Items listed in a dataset
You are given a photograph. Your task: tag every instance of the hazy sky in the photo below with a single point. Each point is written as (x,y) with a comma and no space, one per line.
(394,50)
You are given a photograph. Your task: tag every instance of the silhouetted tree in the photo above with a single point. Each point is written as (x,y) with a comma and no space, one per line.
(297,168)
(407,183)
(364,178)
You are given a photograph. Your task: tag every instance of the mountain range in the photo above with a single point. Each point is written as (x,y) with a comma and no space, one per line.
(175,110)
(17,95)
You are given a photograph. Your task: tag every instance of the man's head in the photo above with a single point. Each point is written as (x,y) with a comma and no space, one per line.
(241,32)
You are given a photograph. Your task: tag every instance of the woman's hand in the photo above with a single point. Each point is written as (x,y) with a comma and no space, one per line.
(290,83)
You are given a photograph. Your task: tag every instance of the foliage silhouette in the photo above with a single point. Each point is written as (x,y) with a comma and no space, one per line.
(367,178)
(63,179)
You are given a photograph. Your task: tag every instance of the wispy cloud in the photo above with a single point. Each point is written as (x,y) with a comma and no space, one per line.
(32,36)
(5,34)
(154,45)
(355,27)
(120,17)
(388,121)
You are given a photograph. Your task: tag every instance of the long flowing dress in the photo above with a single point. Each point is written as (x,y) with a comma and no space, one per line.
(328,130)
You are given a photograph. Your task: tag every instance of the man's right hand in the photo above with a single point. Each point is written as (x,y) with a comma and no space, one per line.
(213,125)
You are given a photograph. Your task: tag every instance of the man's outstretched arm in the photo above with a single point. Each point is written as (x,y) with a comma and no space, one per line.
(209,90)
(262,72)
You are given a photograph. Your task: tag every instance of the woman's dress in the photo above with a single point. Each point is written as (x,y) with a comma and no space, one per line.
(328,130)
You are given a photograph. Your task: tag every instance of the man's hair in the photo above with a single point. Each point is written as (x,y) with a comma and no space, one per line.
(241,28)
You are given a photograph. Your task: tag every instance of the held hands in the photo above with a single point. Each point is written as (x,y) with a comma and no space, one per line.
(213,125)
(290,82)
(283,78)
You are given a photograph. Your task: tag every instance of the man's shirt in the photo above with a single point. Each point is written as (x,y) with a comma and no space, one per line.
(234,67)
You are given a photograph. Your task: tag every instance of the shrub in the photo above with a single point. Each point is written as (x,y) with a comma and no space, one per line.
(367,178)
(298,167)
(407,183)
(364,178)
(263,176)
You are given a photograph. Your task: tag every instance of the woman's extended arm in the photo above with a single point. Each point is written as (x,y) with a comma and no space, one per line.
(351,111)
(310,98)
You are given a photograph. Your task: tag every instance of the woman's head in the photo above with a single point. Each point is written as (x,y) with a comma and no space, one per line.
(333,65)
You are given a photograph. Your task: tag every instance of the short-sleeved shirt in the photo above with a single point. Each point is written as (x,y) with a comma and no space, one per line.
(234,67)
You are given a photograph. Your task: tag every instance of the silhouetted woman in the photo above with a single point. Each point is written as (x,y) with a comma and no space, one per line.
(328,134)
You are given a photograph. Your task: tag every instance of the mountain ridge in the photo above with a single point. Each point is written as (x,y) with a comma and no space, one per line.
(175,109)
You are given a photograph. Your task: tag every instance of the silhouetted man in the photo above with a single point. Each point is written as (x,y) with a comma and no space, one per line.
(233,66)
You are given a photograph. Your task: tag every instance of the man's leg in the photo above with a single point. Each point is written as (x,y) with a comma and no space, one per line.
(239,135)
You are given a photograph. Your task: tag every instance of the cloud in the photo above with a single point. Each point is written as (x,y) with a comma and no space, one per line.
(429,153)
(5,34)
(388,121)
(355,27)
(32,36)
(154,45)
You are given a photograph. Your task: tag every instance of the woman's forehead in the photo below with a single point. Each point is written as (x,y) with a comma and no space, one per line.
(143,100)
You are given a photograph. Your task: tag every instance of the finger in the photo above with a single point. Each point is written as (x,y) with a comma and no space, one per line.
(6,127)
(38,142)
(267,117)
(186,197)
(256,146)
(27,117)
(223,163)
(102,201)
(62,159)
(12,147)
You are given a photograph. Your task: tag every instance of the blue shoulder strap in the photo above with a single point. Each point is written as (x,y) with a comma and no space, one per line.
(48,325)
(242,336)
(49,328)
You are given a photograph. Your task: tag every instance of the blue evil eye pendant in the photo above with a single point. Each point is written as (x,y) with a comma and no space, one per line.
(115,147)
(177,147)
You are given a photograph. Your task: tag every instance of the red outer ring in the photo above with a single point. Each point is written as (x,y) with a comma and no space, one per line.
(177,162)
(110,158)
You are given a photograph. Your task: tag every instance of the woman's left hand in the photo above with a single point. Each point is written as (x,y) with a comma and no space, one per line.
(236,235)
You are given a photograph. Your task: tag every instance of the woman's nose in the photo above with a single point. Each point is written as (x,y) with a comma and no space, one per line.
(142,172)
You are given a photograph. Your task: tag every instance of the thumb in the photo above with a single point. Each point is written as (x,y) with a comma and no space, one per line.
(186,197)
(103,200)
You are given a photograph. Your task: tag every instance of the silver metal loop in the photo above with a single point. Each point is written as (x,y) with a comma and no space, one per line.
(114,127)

--- Work request ---
Once more, write out all the data exactly.

--- The completed task ---
You are given a photograph. Your task: tag every instance of the hazy sky in the photo below with a single point. Each point is written as (x,y) with a comma and no space, one per line.
(394,50)
You are given a photograph. Your task: tag every instance of the silhouetted tree in the photo above with a single point. Each point is written as (x,y) with a comma and no space, one per line.
(297,168)
(407,183)
(364,178)
You are given a photograph. Your task: tag every instance of the mountain range in the photo above with a single point. Each point is written as (x,y) with a comma and no space, one per line.
(175,110)
(17,95)
You are given a photograph. Your task: tag every instance of the man's head in the photo above with a single point. Each point is written as (x,y) with a comma and no space, one per line.
(241,32)
You are given a photograph. Your task: tag every instance of the woman's hand in the photo above with a single point. Each point is written as (x,y) with a comma and no space, one per line.
(290,83)
You are given a photograph. Your task: tag every instance of the foliage silhouette in the photo above with a single point. Each point is written as (x,y) with a comma and no space, one per line.
(367,178)
(63,179)
You are given a photograph. Your task: tag every instance of the wispy cloud in the photo above with a single point. Each point is written as (x,y) with a comma and no space, one per line.
(32,36)
(5,34)
(154,45)
(355,27)
(120,17)
(388,121)
You are given a photograph. Your task: tag every instance of the long flowing dress in the photo above with a single point. Each point is written as (x,y) with a comma and no space, one per line.
(328,130)
You are given a photograph. Your task: tag every instance of the man's right hand in the photo above with a single point. Each point is written as (x,y) with a comma and no space, one per line.
(213,125)
You are given a photograph. Your task: tag every instance of the man's outstretched arm in the photo above with a single point. Each point is written as (x,y) with a comma and no space, one per line.
(209,90)
(262,72)
You are given a photograph. Your task: tag every instance of the woman's dress in the photo above with a single point. Each point is written as (x,y) with a comma and no space, one per line.
(328,130)
You are given a photograph. Your task: tag every instance of the man's hair in the photo above with a single point. Each point is written as (x,y) with a comma and no space, one per line.
(241,28)
You are given a photograph. Your task: tag every instance of the held hands in the photo above with a single point. Each point is written as (x,y) with a comma and no space, one per line.
(213,125)
(290,82)
(283,78)
You are given a photograph. Your task: tag every instance of the man's shirt in the photo above with a single point. Each point is written as (x,y) with a comma and no space, one per line.
(234,67)
You are given a photograph. Your task: tag every instance of the shrub in the photo above with a single point. Each point is written as (x,y) with a comma and no space, one per line.
(367,178)
(298,167)
(407,183)
(364,178)
(263,176)
You are given a photograph. Your task: tag every instance of the woman's extended arm in the photo above with a single point. Each point is written as (x,y) with a comma and no space, one per line.
(351,111)
(310,98)
You are given a photograph. Your task: tag every instance of the woman's head in the photo above with a single point. Each point is written as (x,y) with a comma and no space, one per line.
(333,65)
You are given a photograph. Your task: tag every instance of the short-sleeved shirt in the photo above with a single point. Each point is written as (x,y) with a comma and no space, one per line.
(234,67)
You are given a photograph. Your task: tag every instance of the silhouetted woman in the photo above with a single point. Each point is written as (x,y) with a comma and no space, one per line.
(328,134)
You are given a photograph. Your task: tag every instance of the mountain ridge in the photo above with a single point. Each point is written as (x,y) with a comma and no space, one per line.
(175,109)
You are given a photograph. Your task: tag every instance of the silhouetted man in the photo above with a single point. Each point is written as (x,y) with a comma and no space, one per line.
(233,66)
You are given a photograph. Your task: tag every instance of the man's leg in the photo above with a single point. Each point is written as (x,y) with a comma and no space, one per line.
(239,135)
You are given a photograph. Your task: tag every instance of the cloud in the photo above with a single point. Each point is written as (x,y) with a comma and no space, one per line.
(429,153)
(5,34)
(388,121)
(355,27)
(32,36)
(154,45)
You are given a photograph. Your task: tag every instance of the woman's forehead in the photo below with a single point. Each point is written as (x,y) with a comma and no space, one per line.
(143,100)
You are given a photograph. Your task: tag every instance of the finger in the photo above with a single point. Each point is written as (x,y) with a comma and no space, one per line.
(6,127)
(38,142)
(267,117)
(186,197)
(256,146)
(27,117)
(223,163)
(102,201)
(62,159)
(12,147)
You are given a photograph. Your task: tag every instance of the blue shoulder strap in the photo above with a single point. Each point is written as (x,y) with a comma and no space, one per line.
(48,325)
(242,336)
(49,328)
You are given a photograph. Your task: tag every instance of the blue evil eye pendant in the photo above with a single point. Each point is written as (x,y) with a comma and no space, one per line.
(115,147)
(177,147)
You are given a photograph. Your task: tag every instance of the red outer ring in the photo above with a single point. Each point is written as (x,y) with a comma and no space, one per line.
(177,162)
(110,158)
You are given a photograph. Your task: tag every instance of the woman's left hand in the photo above with a single point. Each point is written as (x,y) with a comma and no space, one per line.
(236,235)
You are given a photograph. Your task: tag every instance of the woman's nose in the photo above with a single point. Each point is written as (x,y) with a comma and no space, one per line.
(142,172)
You are given a photograph. Your task: tag every instance of the thumb in the photo above with a single point. Each point is written as (x,y) with a comma and no space, one per line.
(186,197)
(103,200)
You are given a photograph. Your task: tag every instance of the silver metal loop in the photo above with a single point. Each point is written as (x,y) with a comma and no space, one per line.
(114,127)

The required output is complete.